Problem description
Please rewrite the lines from the line with "Put a point on every instance of the bare" up to and including the line with "[(1176, 852)]" as a two-column CSV with the header text,answer. Give one row per coordinate list: put the wording above that list in text and the list in answer, with each field quoted and line breaks replaced by spaces.

-- -- --

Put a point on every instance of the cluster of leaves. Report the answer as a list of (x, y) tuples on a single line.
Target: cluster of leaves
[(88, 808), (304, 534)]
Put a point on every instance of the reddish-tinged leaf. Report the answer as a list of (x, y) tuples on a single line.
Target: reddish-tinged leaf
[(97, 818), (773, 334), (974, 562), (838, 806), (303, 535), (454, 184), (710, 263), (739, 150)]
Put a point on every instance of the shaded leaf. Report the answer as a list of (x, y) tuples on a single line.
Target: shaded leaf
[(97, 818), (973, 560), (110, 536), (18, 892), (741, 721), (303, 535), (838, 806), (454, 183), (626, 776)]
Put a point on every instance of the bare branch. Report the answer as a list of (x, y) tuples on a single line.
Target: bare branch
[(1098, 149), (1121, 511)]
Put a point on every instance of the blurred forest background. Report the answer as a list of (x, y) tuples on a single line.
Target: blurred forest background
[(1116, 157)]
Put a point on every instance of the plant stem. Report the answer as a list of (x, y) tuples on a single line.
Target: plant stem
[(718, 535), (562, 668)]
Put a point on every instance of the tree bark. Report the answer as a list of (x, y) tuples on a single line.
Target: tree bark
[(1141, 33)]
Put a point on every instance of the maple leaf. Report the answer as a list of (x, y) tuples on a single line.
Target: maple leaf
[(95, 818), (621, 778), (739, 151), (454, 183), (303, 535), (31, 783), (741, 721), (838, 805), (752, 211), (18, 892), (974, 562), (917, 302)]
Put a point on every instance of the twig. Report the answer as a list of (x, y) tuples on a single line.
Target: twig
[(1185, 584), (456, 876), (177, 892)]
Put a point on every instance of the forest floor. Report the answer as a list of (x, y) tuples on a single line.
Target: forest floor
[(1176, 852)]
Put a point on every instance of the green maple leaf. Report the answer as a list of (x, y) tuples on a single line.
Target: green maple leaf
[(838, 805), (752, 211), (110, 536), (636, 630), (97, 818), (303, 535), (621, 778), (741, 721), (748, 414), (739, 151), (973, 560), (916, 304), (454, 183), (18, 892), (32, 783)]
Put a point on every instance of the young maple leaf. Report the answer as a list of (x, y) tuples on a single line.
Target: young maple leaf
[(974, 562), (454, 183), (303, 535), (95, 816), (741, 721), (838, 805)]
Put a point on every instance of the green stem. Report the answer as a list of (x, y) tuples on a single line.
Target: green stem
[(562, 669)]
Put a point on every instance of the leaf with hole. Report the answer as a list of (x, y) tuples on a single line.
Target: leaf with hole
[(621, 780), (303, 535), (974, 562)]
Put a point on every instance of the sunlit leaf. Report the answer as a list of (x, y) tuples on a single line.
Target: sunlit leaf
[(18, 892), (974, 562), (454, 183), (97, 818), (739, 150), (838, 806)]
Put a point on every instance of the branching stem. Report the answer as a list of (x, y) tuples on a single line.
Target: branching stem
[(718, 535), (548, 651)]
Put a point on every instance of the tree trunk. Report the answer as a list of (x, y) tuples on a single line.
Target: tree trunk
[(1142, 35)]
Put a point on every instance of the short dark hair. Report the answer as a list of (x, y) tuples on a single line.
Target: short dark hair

-- -- --

The reply
text,answer
"Put a point on every instance of the bare branch. Report the answer as a list of (x, y) tuples on a single line. Target: bare branch","[(1098, 149), (1121, 511)]"
"Put a point on every instance of the blurred forest background. Report the answer as a list of (x, y) tuples on a single line. Target: blurred forest background","[(1116, 157)]"
"Put a point on every instance of the plant stem. Report the answer as a list of (x, y) tuples on a single line. Target: plant stem","[(718, 535), (562, 668)]"
"Put a point on every instance of the tree bark. Report the answer as a list of (x, y) tuples on a single line. Target: tree bark","[(1141, 33)]"
"Put a point on every instance of the maple leaf. Report the answer as a list of (x, y) tuples on a single line. Target: maple leaf","[(95, 818), (621, 778), (739, 151), (454, 183), (303, 535), (31, 783), (741, 721), (838, 805), (752, 211), (18, 892), (974, 562), (917, 302)]"
"Put a point on every instance of the twig. Report the answer as a list of (x, y) tuples on a single line. Target: twig","[(1185, 584), (456, 876), (177, 892)]"
"Put a point on every instance of the forest floor. Report the answer as a list of (x, y) tuples on a single line. Target: forest floor","[(1176, 852)]"